-------- Input data

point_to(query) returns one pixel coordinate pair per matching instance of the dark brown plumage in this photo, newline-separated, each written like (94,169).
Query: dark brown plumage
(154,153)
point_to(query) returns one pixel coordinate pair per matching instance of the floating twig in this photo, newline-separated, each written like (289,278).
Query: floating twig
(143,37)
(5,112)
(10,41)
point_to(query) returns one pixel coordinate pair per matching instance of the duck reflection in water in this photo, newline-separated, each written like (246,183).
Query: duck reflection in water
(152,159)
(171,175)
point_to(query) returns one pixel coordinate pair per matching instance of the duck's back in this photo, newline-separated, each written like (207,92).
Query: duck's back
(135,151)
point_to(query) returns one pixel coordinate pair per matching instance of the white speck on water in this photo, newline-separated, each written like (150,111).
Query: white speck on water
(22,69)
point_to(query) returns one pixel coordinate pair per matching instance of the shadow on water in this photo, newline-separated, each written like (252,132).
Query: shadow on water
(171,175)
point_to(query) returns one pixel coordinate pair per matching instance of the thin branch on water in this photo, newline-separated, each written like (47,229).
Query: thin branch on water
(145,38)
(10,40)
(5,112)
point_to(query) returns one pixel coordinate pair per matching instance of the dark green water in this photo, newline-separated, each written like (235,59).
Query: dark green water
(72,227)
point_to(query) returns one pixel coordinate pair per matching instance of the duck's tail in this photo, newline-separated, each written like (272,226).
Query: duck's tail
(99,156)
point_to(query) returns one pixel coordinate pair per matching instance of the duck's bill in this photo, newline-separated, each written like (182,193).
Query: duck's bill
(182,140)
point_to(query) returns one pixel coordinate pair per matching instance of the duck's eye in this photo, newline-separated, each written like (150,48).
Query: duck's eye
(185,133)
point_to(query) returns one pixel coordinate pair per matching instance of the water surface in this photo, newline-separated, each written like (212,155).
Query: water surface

----------------

## What to do
Output an exact copy of each record.

## Output for this exercise
point_to(query) returns one pixel coordinate pair per matching instance of the dark brown plumage in this photo, newline-separated, each written like (94,169).
Query: dark brown plumage
(154,153)
point_to(query) returns one pixel coordinate pair per matching instance of the floating twig in this photo, newline-separated, each written like (289,278).
Query: floating twig
(143,37)
(5,112)
(10,41)
point_to(query) returns one pixel coordinate pair per matching instance of the duck reflection in water in this photo, newline-separated, each written like (246,183).
Query: duck reflection in water
(152,159)
(171,175)
point_to(query) returns one pixel coordinate pair per matching instance of the duck's back in this photo, newline-separated, each written like (207,92).
Query: duck's back
(135,151)
point_to(query) returns one pixel coordinate pair per matching instance of the white speck on water in this photo, newline-separated, each written like (150,111).
Query: white speck on water
(22,69)
point_to(query) returns one pixel coordinate pair per matching instance of the shadow on water in this photo, newline-separated, each written like (252,132).
Query: shadow on water
(171,175)
point_to(query) returns one pixel coordinate pair per matching instance of the thin branch on water in this photo, newline-separated, each written like (47,229).
Query: thin branch on water
(145,38)
(10,40)
(5,112)
point_to(query) returns one pixel coordinate pair per matching instance of the dark green water in this photo, newline-separated, each written like (235,59).
Query: dark green water
(72,227)
point_to(query) returns one pixel coordinate pair per matching instance of the duck's tail in this photo, newline-separated, each written like (272,226).
Query: duck's tail
(99,156)
point_to(query) returns one pixel coordinate pair per matching instance of the duck's bill in this photo, newline-separated, each written like (182,193).
Query: duck's bill
(182,140)
point_to(query) returns one pixel coordinate pair per matching instance of the duck's eye in this photo, newline-separated, each written like (150,48).
Query: duck's eye
(185,133)
point_to(query) returns one pixel coordinate pair per matching instance of the water surface in this photo, newline-separated, each written like (212,155).
Query: water surface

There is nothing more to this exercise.